# [EXERCISE DESCRIPTION]
Show every line of the items below that contains the word "large", copied in full.

Pointing entries for named objects
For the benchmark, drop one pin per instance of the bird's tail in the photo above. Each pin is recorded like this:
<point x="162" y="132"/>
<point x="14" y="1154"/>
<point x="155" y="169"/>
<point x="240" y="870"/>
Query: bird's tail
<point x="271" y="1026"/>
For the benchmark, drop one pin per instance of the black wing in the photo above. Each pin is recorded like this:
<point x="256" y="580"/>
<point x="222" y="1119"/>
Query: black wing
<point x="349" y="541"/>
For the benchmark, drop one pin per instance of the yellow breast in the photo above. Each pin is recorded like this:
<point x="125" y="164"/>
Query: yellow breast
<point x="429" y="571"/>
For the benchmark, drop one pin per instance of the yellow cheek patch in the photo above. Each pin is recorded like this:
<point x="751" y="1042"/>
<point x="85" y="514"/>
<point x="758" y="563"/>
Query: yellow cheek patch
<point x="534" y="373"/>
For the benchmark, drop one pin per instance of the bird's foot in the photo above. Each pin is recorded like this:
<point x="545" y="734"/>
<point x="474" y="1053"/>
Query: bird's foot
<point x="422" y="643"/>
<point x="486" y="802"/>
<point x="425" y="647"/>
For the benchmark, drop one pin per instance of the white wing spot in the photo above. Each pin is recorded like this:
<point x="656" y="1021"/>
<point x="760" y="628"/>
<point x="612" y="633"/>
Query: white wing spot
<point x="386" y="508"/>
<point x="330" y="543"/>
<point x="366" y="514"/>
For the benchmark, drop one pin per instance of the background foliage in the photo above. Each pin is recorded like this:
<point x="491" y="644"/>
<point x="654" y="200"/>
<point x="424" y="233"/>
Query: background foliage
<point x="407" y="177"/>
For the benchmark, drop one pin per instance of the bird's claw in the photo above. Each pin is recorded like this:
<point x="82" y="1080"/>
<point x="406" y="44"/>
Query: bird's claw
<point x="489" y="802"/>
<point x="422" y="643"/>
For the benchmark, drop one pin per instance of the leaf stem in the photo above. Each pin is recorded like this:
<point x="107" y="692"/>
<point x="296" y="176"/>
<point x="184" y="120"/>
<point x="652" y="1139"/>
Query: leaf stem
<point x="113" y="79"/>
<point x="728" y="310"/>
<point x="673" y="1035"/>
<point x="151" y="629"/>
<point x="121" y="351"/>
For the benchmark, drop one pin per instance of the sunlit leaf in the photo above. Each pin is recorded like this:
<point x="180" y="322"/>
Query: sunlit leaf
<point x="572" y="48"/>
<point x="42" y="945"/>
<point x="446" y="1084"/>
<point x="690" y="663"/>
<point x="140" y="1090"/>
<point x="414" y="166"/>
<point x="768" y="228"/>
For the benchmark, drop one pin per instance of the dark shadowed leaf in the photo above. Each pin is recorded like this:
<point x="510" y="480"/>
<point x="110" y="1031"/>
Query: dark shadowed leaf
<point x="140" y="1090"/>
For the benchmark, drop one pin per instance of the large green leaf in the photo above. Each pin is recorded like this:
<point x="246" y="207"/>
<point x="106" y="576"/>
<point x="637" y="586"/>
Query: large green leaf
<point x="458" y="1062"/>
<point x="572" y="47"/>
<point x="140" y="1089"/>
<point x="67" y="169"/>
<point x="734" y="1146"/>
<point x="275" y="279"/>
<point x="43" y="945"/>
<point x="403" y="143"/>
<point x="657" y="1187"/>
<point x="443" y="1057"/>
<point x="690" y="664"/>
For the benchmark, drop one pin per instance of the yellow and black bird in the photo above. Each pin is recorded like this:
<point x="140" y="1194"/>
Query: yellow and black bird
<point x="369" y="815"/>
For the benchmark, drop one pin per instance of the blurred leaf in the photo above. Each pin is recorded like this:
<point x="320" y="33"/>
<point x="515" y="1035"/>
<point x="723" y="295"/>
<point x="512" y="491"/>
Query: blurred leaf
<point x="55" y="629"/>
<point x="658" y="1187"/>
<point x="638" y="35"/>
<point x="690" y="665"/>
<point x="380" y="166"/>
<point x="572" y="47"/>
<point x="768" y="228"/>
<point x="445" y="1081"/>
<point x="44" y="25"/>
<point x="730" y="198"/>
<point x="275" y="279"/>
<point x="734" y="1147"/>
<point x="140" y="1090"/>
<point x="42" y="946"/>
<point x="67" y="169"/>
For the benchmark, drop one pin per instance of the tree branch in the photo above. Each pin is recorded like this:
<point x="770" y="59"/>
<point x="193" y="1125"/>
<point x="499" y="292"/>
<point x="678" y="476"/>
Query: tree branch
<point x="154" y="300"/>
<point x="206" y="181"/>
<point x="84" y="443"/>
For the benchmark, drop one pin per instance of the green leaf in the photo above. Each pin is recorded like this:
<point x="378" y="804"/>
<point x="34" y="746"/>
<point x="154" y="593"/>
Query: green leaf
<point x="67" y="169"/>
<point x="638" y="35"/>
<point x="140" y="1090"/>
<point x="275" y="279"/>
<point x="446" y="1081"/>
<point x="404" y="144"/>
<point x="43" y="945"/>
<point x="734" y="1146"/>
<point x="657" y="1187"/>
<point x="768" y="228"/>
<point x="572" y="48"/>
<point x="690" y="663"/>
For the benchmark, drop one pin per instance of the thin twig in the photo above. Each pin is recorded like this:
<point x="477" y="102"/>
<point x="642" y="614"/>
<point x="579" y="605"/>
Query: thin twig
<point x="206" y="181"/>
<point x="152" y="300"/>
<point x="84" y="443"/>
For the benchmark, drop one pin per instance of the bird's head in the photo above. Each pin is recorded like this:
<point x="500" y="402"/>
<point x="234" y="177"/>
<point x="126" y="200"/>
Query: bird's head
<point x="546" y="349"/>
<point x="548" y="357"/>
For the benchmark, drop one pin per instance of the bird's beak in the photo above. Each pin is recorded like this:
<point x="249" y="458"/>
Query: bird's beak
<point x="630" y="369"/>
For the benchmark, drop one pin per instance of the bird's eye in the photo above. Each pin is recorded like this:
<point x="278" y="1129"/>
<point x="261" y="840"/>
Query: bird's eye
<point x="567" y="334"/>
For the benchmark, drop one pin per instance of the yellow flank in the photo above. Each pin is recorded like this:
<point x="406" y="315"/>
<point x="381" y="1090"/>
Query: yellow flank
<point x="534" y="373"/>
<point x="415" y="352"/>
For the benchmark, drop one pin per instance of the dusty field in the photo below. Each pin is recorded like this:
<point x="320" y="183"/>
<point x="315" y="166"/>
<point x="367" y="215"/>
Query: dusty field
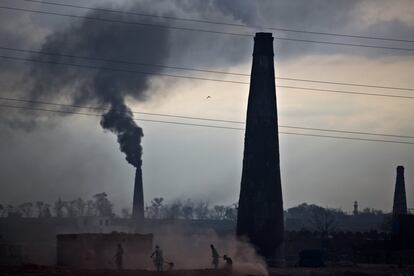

# [FULL ANSWER]
For the benchmark, drop one pin per instance of the large green leaf in the photo above. Each pin is recorded like this:
Query: large green leaf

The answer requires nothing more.